**Problem description:** From the records below, pull out every line from the one containing "# mark one dot per instance, written like column 40, row" down to the one containing "column 879, row 723", both included, and reproduce them unchanged.
····················
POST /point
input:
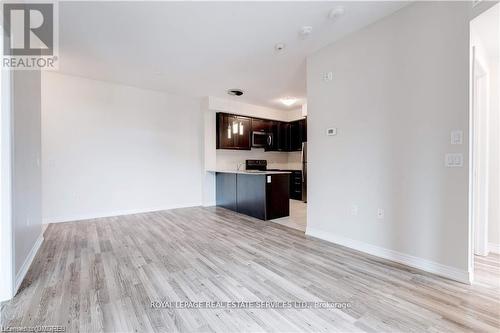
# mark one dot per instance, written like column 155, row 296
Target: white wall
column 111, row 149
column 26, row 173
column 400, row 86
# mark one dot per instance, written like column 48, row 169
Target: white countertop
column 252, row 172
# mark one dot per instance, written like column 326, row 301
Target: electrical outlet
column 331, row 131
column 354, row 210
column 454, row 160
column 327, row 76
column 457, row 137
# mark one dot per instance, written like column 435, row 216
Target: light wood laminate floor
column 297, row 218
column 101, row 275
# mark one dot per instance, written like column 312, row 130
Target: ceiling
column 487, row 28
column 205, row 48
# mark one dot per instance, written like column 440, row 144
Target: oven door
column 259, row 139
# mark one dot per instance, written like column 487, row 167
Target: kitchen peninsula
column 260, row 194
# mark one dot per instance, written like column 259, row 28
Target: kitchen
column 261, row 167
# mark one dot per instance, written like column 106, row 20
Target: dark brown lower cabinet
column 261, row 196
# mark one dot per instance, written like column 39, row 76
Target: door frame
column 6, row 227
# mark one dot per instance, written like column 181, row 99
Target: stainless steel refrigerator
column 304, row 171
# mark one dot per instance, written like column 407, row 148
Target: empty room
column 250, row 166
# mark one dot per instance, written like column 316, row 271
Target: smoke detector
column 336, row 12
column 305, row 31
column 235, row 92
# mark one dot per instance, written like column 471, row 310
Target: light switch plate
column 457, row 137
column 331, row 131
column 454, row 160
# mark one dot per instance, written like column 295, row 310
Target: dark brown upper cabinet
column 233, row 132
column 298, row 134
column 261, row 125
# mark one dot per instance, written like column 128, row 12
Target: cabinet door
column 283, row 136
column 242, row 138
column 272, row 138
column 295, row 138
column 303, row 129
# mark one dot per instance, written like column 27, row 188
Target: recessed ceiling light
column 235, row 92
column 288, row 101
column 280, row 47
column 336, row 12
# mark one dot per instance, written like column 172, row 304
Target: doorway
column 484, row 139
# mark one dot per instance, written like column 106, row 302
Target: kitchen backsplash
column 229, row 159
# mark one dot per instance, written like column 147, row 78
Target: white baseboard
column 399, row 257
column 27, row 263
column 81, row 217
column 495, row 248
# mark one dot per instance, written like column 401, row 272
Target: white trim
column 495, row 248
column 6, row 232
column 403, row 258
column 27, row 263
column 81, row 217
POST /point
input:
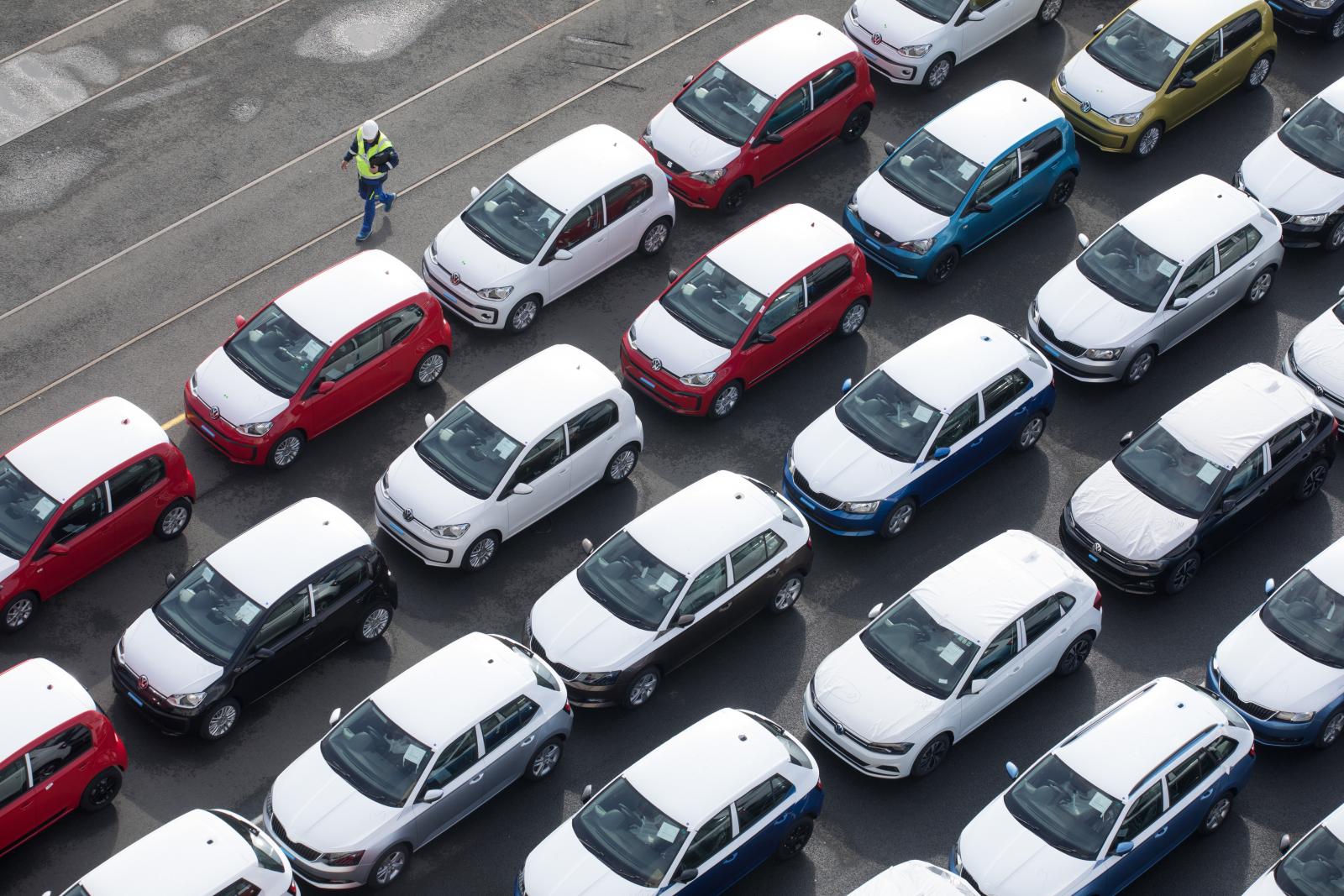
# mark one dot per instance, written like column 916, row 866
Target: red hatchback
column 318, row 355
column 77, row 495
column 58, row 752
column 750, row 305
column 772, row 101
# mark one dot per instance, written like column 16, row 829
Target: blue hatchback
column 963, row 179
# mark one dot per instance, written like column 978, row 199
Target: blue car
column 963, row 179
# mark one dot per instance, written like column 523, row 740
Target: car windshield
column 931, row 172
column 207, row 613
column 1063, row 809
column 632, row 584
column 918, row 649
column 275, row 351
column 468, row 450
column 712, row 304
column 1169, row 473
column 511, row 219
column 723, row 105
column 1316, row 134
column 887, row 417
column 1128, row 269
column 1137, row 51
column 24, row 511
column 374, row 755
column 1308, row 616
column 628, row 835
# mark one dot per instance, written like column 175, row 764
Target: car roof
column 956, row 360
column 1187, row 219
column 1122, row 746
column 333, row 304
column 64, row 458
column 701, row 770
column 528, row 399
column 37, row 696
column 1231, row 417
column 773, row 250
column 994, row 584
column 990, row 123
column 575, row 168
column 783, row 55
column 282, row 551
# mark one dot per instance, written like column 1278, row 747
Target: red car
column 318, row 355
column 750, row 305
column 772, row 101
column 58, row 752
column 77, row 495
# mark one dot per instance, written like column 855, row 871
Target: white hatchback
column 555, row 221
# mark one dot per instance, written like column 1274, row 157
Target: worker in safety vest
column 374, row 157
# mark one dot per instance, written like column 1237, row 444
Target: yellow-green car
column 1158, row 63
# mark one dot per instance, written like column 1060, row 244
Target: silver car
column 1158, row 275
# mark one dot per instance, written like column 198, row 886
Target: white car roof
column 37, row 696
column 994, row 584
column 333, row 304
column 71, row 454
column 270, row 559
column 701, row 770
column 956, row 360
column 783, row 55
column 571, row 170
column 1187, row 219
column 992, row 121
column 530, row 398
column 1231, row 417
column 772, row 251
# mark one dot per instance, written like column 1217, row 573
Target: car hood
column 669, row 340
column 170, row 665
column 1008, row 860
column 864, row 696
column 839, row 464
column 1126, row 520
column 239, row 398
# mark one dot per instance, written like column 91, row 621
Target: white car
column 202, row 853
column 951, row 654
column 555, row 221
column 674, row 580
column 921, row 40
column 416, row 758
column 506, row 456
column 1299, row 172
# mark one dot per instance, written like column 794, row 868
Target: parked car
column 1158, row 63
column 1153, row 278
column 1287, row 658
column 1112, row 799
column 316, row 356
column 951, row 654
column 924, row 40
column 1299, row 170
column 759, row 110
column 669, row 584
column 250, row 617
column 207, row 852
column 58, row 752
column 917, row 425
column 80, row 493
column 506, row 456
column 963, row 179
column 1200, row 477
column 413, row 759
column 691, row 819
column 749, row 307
····················
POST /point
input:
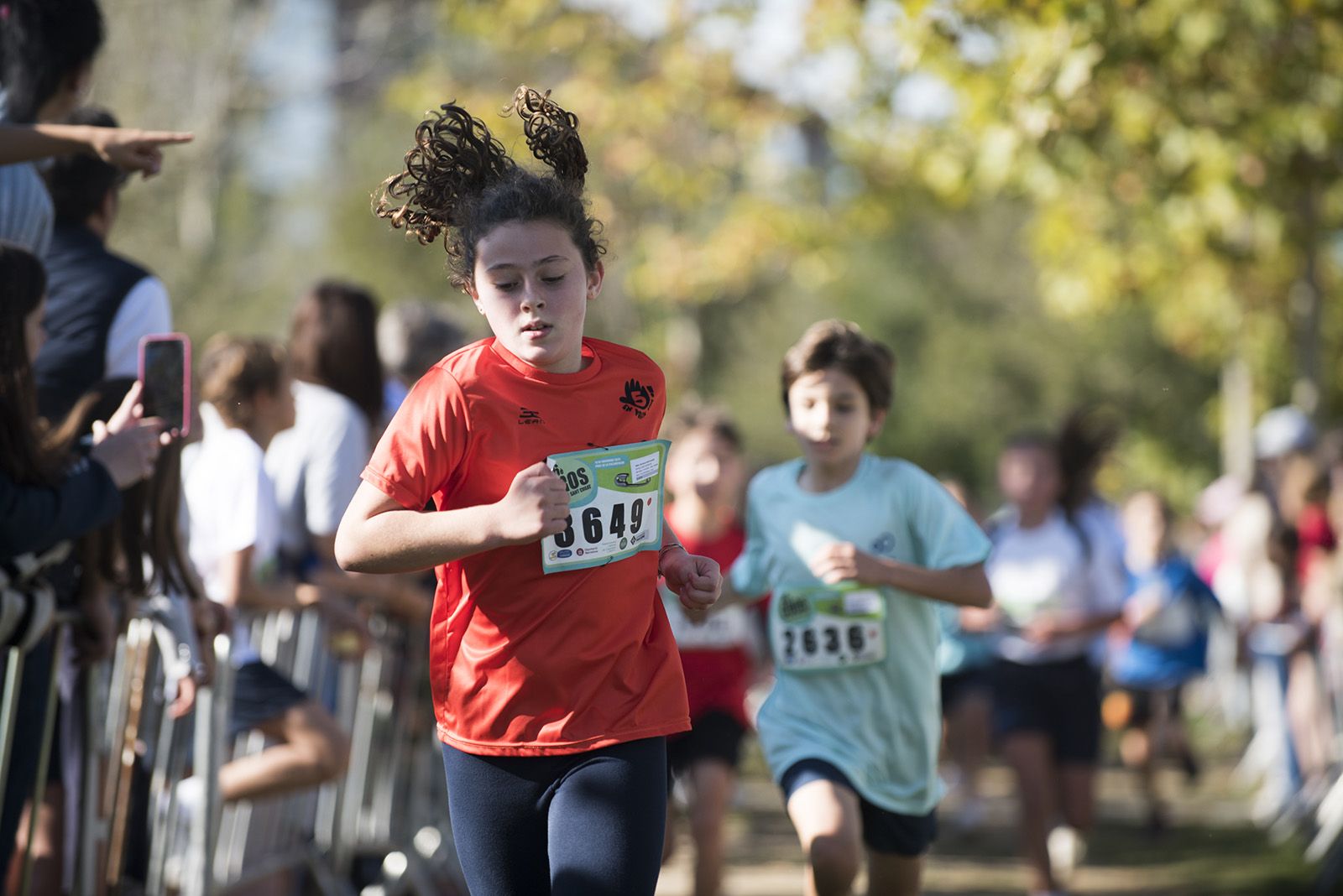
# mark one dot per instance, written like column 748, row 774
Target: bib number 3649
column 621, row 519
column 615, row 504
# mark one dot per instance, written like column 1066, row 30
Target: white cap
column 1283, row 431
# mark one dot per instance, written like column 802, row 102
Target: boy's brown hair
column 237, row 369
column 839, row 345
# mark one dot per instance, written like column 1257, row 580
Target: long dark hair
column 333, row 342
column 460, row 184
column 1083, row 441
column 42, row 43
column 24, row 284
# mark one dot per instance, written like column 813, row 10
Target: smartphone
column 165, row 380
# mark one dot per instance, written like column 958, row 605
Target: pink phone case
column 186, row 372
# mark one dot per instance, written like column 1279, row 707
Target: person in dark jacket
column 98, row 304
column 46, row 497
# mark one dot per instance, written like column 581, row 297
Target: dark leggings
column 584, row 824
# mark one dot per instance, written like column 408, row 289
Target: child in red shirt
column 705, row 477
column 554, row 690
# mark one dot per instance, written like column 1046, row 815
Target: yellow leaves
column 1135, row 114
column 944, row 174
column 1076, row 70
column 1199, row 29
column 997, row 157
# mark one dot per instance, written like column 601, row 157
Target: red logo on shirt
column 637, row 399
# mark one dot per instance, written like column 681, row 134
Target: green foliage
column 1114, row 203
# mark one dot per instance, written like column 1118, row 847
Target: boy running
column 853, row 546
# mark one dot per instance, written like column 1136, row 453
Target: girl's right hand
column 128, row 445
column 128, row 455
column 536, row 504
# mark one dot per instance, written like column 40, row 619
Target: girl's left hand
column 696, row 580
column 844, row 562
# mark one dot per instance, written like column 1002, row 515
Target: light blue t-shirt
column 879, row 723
····················
**Full output:**
# mark one dot per instance, written like column 40, row 619
Target: girl's left hand
column 696, row 580
column 844, row 562
# mark one dot per instance, written like column 1002, row 515
Target: light blue t-shirt
column 879, row 723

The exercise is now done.